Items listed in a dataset
>> Start
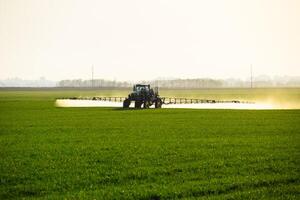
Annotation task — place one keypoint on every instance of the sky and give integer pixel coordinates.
(139, 39)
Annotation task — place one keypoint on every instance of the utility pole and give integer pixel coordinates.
(251, 77)
(92, 76)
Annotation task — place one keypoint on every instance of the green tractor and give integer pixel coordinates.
(143, 96)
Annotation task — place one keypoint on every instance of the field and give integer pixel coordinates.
(110, 153)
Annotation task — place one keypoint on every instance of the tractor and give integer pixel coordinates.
(143, 96)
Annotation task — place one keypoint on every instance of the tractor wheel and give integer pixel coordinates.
(126, 103)
(137, 104)
(158, 103)
(146, 104)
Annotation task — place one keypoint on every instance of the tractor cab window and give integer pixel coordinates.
(140, 88)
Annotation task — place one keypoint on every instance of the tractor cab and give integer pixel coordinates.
(143, 95)
(139, 88)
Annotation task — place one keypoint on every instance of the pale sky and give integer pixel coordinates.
(138, 39)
>> End
→ Given problem
Format every line of the items above as a numbered list, skipping any blank lines and leaving the pictures out.

→ Worked solution
1. Annotation task — place one keypoint on every instance of the sky and give integer pixel coordinates.
2. (139, 39)
3. Annotation task — place one keypoint on every instance of the utility pole and give integer pixel coordinates.
4. (251, 77)
5. (92, 76)
6. Annotation task — place one keypoint on every instance of the green tractor and give integer pixel coordinates.
7. (143, 96)
8. Annotation task — place one keypoint on every instance of the field and give integer pixel coordinates.
9. (110, 153)
10. Annotation task — place one keypoint on every instance of the tractor and give integer pixel coordinates.
11. (143, 96)
12. Annotation task — place one keypoint on every instance of the tractor wheel and give integer pixel coordinates.
13. (126, 103)
14. (137, 104)
15. (158, 103)
16. (146, 104)
17. Annotation task — place one keypoint on every instance of the tractor cab window and give integer pixel coordinates.
18. (140, 88)
19. Annotation task — place one keypoint on every instance of the tractor cab and give integer pixel coordinates.
20. (143, 95)
21. (139, 88)
22. Annotation task — place one keypoint on every instance of the pale sky and give integer pixel coordinates.
23. (138, 39)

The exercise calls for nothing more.